# Written exercise:
Write out every record below exactly as it appears.

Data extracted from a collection

— START —

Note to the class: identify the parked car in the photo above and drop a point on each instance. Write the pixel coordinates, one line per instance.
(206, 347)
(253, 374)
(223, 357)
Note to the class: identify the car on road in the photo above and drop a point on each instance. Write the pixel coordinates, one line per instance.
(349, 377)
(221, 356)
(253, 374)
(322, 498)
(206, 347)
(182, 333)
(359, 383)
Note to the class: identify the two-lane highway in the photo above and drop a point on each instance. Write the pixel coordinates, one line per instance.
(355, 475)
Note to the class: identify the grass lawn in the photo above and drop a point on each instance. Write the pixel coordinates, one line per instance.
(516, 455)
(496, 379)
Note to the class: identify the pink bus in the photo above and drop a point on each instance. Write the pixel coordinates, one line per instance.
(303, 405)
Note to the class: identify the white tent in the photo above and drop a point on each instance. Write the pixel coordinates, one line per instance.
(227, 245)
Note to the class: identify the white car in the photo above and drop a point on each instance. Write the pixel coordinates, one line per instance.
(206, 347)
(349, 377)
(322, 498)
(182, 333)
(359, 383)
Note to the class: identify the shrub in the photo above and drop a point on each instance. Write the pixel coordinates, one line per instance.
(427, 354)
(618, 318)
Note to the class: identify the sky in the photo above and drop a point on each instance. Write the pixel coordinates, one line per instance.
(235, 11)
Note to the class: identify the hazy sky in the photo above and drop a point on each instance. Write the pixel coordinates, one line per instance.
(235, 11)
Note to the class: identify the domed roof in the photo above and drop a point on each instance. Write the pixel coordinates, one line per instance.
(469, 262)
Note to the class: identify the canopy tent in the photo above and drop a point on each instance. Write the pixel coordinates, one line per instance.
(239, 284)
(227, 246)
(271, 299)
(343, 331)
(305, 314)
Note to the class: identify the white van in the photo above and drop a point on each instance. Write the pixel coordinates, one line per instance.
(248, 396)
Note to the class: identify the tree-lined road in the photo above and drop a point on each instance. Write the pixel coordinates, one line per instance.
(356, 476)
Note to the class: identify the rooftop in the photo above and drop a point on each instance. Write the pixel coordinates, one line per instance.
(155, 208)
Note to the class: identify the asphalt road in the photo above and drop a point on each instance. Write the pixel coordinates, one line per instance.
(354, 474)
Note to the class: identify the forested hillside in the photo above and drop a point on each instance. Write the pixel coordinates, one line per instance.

— END —

# Exercise answer:
Note to the class: identify the parked car in the photo above and drop a point on each instance. Write the pixel coordinates, one line per instance.
(206, 347)
(253, 374)
(223, 357)
Note to the class: identify the car on road in the photo above and drop a point on each instance. Write the pixel coordinates, one line per instance.
(349, 377)
(221, 356)
(253, 374)
(322, 498)
(206, 347)
(182, 333)
(359, 383)
Note to the class: identify the two-lane highway in the photo above and drop a point on each instance. Write the pixel coordinates, one line per instance.
(355, 475)
Note to the class: identify the grass lawn in the photo above and drop a point on each instance. Write the pixel coordinates, one line per instance.
(516, 455)
(496, 379)
Note to the class: identify the pink bus in the photo above and drop a point on each instance. Write the pixel coordinates, one line per instance.
(303, 405)
Note to the class: identify the white tent in the photo above and drop a point on each instance. Write the pixel coordinates, one line per instance.
(227, 245)
Note to the class: identify the white car in the photo above and drop a point on each instance. Write the pixel coordinates, one line per instance.
(206, 347)
(349, 377)
(322, 498)
(182, 333)
(359, 383)
Note to the class: identify the shrub in the photo above and drop a point on each instance. Write the pixel coordinates, one line per instance.
(427, 354)
(618, 318)
Note to the class: identify the sky in the photo above and drop a point on each instance. Write the pixel coordinates, one line per instance.
(235, 11)
Note to the class: identify the hazy sky in the photo above and drop a point on each instance. Write the pixel coordinates, one line per instance.
(235, 11)
Note to the class: identify the domed roof in the photo above and drop a point on each instance. Write the pixel coordinates, one line per instance.
(469, 262)
Note to the class: identify the canopy tent in the photo above and drop a point on each instance. Write the pixel coordinates, one line per instance.
(239, 284)
(227, 246)
(271, 299)
(343, 331)
(305, 314)
Note to the class: identify the white van in the photo above and drop a point on each instance. Write the pixel coordinates, one line per instance.
(248, 396)
Note to the class: identify the tree-lined road in the photo above and drop a point on each instance. Write the pixel coordinates, one line per instance.
(356, 476)
Note to the class: identify the rooftop in the photo above and drop a point on each instance. Write the pixel coordinates, one line per instance.
(155, 208)
Note to the class: identify the asphalt road in the photo above and drop a point on each instance. Write the pixel coordinates, one line per instance.
(354, 474)
Note to the class: identify the forested hillside in the photo above and drop a point on each instance. Write the pixel coordinates, one line per instance.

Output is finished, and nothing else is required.